= CHALLENGE =
Retype the lines of these items word for word, leaving out the pictures.

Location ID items
+ + + + +

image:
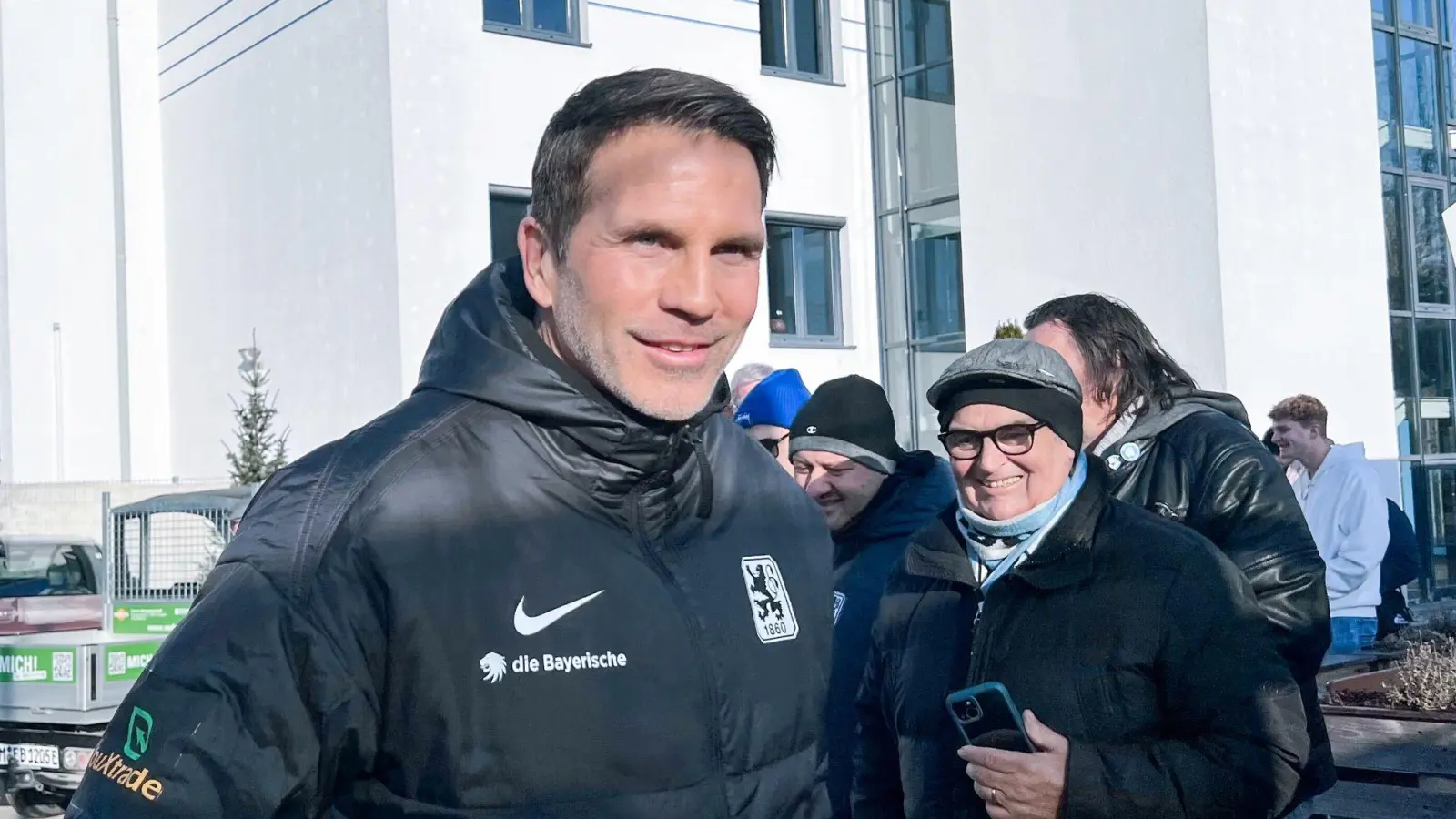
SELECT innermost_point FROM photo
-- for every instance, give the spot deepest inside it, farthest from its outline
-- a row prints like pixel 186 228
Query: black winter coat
pixel 1201 465
pixel 864 554
pixel 1127 634
pixel 395 630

+ + + + +

= THE ANSWER =
image:
SELECT innermost_point FROM photo
-- for every instance, give the spot deepest inside it, farthest from its outline
-- a row prints like pixel 186 228
Query: black winter coat
pixel 1201 465
pixel 864 554
pixel 1127 634
pixel 395 630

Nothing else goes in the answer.